■ **Kaynak Metin**
ALEX, AYKUT KOCAMAN'DAN AZİZ YILDIRIM'A KADAR HERKESİ BOMBALADI
Fenerbahçe'de sözleşmesi feshedilen Alex de Souza, yaşanan süreç ile ilgili bir basın toplantısı yaptı..
Marriott Otel Asia'da düzenlenen basın toplantısı öncesinde çevik kuvvet tedbir amaçlı güvenlik önlemleri aldı. Bu arada az sayıada Fenerbahçe taraftarı otel önünde toplandı. Türkiye'de son kez basının karşısına çıkan Alex de Souza, Cuma günü Brezilya'ya dönecek.
İŞTE ALEX DE SOUZA'NIN AÇIKLAMALARI:
Her şeyden önce geldiğiniz için teşekkürler. Sizlerle geçirdiğim süre için teşekkürler. Bana olan davranışları nedeniyle taraftara da teşekkürler. Pazartesi günü sözleşmemi feshedince taraftarın gösterdiği tepkiden dolayı çok mutlu oldum. 35 yaşına bastım. Çocukken bile bu hafta ağladığım kadar ağlamamışımdır. Bana destek olan Samet Güzel'e çok teşekkür ediyorum. Geçen hafta havaalanından bugünki istifasına kadar çok zor bir süreç geçirdiğini biliyorum. Ben onu imza almak isteyen bir çocuk olarak tanıdım. O da kolay günler geçirmedi.

■ **Veri listesi**
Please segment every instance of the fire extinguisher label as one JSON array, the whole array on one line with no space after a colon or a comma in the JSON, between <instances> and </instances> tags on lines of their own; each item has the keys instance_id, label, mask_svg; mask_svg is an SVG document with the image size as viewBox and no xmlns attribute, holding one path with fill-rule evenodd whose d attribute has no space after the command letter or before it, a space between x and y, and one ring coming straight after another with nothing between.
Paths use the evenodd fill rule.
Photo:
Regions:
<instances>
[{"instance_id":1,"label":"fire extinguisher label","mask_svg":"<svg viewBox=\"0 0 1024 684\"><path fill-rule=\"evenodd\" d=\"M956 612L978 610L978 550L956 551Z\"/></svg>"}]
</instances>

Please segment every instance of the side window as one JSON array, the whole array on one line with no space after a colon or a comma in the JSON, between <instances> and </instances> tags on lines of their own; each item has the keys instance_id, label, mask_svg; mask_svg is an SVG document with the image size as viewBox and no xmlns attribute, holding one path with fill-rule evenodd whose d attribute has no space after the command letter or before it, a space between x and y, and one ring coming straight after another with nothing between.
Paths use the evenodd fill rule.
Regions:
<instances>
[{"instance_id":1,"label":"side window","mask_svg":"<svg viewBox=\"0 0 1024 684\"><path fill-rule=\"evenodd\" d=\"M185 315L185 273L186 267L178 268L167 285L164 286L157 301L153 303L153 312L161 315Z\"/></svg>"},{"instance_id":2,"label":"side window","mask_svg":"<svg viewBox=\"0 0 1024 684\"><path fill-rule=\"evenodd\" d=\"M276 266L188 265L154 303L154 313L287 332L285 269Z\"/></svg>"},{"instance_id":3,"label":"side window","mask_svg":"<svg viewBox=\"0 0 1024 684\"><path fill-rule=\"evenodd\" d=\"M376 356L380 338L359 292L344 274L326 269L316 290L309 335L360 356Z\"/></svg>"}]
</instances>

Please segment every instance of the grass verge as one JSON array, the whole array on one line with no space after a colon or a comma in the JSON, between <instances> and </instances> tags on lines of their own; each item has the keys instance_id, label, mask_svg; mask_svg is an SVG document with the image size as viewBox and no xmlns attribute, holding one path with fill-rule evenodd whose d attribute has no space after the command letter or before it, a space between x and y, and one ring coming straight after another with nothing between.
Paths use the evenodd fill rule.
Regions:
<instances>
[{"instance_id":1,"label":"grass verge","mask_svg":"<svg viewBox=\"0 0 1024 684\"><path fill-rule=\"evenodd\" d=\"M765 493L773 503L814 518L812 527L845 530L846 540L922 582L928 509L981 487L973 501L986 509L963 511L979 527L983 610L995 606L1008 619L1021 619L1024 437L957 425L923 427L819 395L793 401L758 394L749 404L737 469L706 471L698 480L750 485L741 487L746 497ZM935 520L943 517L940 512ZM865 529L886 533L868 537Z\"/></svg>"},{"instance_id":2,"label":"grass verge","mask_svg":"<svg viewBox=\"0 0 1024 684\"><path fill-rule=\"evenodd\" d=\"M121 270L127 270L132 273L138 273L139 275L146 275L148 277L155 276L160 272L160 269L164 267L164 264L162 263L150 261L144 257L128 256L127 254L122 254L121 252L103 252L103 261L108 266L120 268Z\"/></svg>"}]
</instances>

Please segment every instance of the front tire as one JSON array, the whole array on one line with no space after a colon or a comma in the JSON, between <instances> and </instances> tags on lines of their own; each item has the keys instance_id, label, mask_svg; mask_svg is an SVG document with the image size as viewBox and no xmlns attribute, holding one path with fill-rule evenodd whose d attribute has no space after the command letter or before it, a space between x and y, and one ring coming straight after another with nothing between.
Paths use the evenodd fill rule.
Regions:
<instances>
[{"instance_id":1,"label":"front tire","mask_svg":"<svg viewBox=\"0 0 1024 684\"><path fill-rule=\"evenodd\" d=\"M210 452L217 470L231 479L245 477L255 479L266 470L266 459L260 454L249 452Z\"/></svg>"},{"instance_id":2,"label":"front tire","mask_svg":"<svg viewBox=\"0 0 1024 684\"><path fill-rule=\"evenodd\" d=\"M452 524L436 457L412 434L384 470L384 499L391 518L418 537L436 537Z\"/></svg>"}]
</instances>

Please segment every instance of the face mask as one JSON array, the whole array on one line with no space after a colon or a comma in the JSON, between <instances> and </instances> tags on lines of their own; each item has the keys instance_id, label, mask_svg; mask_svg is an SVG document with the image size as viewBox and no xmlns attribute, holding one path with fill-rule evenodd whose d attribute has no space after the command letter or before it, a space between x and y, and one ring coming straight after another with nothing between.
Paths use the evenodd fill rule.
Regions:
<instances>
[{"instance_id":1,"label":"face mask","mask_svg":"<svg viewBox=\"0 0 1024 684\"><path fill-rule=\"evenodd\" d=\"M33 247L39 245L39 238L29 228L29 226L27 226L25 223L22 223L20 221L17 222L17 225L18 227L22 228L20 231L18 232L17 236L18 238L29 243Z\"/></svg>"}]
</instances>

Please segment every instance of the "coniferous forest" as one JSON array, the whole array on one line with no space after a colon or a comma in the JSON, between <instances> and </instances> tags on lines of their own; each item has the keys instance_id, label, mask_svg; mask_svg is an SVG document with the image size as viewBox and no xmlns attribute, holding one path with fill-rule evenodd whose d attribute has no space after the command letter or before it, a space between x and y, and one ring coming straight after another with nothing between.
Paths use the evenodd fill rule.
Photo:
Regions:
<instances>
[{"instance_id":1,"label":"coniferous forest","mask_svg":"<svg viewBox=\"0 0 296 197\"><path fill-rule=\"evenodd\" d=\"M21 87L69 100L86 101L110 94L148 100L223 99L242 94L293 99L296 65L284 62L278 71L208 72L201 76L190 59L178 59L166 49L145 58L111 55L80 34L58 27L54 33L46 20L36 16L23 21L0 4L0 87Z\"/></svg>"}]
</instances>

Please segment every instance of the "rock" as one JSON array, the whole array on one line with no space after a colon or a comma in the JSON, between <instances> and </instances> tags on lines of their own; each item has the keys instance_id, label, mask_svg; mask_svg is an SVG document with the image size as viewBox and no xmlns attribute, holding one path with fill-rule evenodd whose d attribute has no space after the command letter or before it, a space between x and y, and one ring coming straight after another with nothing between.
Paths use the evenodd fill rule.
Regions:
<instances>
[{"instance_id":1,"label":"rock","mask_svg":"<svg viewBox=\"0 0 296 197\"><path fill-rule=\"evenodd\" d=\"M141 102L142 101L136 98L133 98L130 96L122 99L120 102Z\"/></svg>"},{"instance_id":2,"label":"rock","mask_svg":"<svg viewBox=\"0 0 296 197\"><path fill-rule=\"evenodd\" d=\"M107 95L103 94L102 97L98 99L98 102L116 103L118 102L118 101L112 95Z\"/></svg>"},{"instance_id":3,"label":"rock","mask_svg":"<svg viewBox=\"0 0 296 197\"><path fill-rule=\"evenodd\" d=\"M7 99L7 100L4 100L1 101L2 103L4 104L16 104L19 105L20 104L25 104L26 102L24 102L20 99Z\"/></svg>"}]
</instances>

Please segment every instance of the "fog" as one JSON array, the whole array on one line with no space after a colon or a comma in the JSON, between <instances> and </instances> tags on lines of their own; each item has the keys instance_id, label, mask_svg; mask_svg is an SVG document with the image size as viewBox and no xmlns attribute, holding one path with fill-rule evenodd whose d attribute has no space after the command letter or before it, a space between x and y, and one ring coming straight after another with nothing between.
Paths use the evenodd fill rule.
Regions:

■ **Yapılacak İş**
Alex de Souza'nın basın toplantısını anlatan haberi, son cümleden sonrasını yazarak sürdürün.

■ **Alıştırmanın Cevabı**
Toplantı öncesinde de yapıp yapmamak konusunda çok düşündüm ama bugünü seçtim. Önemli olan takımdır. Takımın 2 önemli maçı atlatmasını bekledim. Kulübün ne söyleyecekleri de beni ilgilendirmiyor.
GÖNDERİLME SÜRECİNE AÇIKLIK GETİRDİ
Fenerbahçe'ye katkılı olduğumu düşünüyorum. Şimdi buraya nasıl geldik onu anlatacağım. Bu olanların 5 ayağı var: Kendim, Aykut Kocaman, Ali Yıldırım, Başkan ve basın. Başınıza bir şeyler geliyorsa bunun içinde sizin de sorunlarınız vardır. Ben kendi hatalarımında olduğunu biliyorum. En büyük hatam kulübü bazı anlarda yaralamış olmam. Twitter'ı yanlış bir şekilde kullandım. Bazı insanlara mesaj ve SMS'ler gönderdim. Atmasam daha iyiydi. Mesjın içinde bir hata yoktu ama keşke göndermeseydim daha iyi olurdu.
MAYIS AYINA KADAR PARAMI ALMASINI BİLİRDİM
Para için oynuyor gibi sözlere mağruz kaldım. Ben primlerin eşit dağıtılmasını istiyordum. Eğer para düşkünü biri olsaydım, bana yapılan ayrı çalış önerisini değerlendirir ve Mayıs'a kadar maaşımı tıkır tıkır alırdım. Ben insanlar haketikleri parayı almalı. Bunlar benim hatalarım.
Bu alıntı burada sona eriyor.